▶ Written problem A:
Please reproduce the records from their first line through the line containing "Segment every instance of the seagull", changing "formatted" to "laid out" and leaving everything else as is.

▶ Selected text:
........

0

new poster here so I hope this makes sense ...

I need to create a collection that I can remove items from in sequence (basically stock market time series data). The data producer is multi-threaded and doesn't guarantee that the data will come in sequence.

I've looked all around for a solution but the only thing I can come up with is to create my own custom dictionary, using ConcurrentDictionary and implementing the IProducerConsumer interface so it can be used with with BlockingCollection.

The code I have below does work, but produces an error

System.InvalidOperationException: The underlying collection was modified from outside of the BlockingCollection

when using the GetConsumingEnumerable() for loop, and the next key in the sequence is not present in the dictionary. In this instance I would like to wait for a specified amount of time and then attempt to take the item from the queue again.

My questions is:

  • What's the best way to handle the error when there is no key present. At the moment it seems handling the error would require exiting the loop. Perhaps using GetConsumingEnumerable() is not the right way to consume and a while loop would work better?

........

▶ Records for the exercise:
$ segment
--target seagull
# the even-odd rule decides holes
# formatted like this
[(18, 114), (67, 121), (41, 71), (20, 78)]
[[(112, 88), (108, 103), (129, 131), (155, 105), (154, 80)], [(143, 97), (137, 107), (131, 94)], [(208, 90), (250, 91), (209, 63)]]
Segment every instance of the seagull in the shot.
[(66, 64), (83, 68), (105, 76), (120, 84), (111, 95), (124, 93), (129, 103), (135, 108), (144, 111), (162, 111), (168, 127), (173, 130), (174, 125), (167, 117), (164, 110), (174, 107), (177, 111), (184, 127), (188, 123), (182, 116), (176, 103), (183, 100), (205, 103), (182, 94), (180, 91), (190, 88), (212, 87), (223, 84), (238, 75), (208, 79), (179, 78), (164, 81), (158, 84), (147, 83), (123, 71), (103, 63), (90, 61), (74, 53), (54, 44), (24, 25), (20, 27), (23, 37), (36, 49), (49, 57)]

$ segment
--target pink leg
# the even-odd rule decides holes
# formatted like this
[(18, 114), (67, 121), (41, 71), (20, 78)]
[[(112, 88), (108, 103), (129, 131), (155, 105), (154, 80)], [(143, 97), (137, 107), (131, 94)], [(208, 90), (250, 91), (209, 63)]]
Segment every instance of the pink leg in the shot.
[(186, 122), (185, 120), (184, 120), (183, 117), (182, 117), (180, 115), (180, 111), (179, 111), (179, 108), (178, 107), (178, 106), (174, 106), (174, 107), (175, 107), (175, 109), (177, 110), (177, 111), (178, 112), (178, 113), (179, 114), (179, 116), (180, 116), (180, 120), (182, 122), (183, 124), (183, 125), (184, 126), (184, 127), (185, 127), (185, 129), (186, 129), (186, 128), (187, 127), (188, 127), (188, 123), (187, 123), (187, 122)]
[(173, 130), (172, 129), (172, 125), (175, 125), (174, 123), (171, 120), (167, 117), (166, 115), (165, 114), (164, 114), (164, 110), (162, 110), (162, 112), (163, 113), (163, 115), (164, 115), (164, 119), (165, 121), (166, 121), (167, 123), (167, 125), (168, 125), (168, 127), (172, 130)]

........

▶ Written problem B:
Pick up the forum post about consuming out-of-order stock data with BlockingCollection and carry it on from its last sentence.

▶ Task response A:
$ segment
--target seagull
# the even-odd rule decides holes
# laid out like this
[(18, 114), (67, 121), (41, 71), (20, 78)]
[[(112, 88), (108, 103), (129, 131), (155, 105), (154, 80)], [(143, 97), (137, 107), (131, 94)], [(208, 90), (250, 91), (209, 63)]]
Segment every instance of the seagull in the shot.

▶ Task response B:
Code is below - any help/ideas much appreciated.

IProducerConsumer implementation:

public abstract class BlockingDictionary<TKey, TValue> : IProducerConsumerCollection<KeyValuePair<TKey, TValue>> where TKey : notnull
{
    protected ConcurrentDictionary<TKey, TValue> _dictionary = new ConcurrentDictionary<TKey, TValue>();

    int ICollection.Count => _dictionary.Count;

    bool ICollection.IsSynchronized => false;

    object ICollection.SyncRoot => throw new NotSupportedException();

    public void CopyTo(KeyValuePair<TKey, TValue>[] array, int index)
    {
        if (array == null)
        {
            throw new ArgumentNullException("array");
        }
        _dictionary.ToList().CopyTo(array, index);
    }

    void ICollection.CopyTo(Array array, int index)
    {

        if (array == null)
        {
            throw new ArgumentNullException("array");
        }
        ((ICollection)_dictionary.ToList()).CopyTo(array, index);
    }

    public IEnumerator<KeyValuePair<TKey, TValue>> GetEnumerator()
    {
        return ((IEnumerable<KeyValuePair<TKey, TValue>>)_dictionary).GetEnumerator();
    }

    IEnumerator IEnumerable.GetEnumerator()
    {
        return ((IEnumerable<KeyValuePair<TKey, TValue>>)this).GetEnumerator();
    }

    public KeyValuePair<TKey, TValue>[] ToArray()
    {
        return _dictionary.ToList().ToArray();
    }

    bool IProducerConsumerCollection<KeyValuePair<TKey, TValue>>.TryAdd(KeyValuePair<TKey, TValue> item)
    {
        return _dictionary.TryAdd(item.Key, item.Value);
    }

    public virtual bool TryTake(out KeyValuePair<TKey, TValue> item)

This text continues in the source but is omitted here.